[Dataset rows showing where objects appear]
┌────────
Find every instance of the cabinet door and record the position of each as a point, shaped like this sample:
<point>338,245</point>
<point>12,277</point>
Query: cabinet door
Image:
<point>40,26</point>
└────────
__CHALLENGE__.
Copy the records above line for line, with no changes.

__REPLY TO THE EXERCISE__.
Find every instance of the cabinet door and record the position of each as a point, shaped like this sample:
<point>338,245</point>
<point>12,277</point>
Query: cabinet door
Image:
<point>40,26</point>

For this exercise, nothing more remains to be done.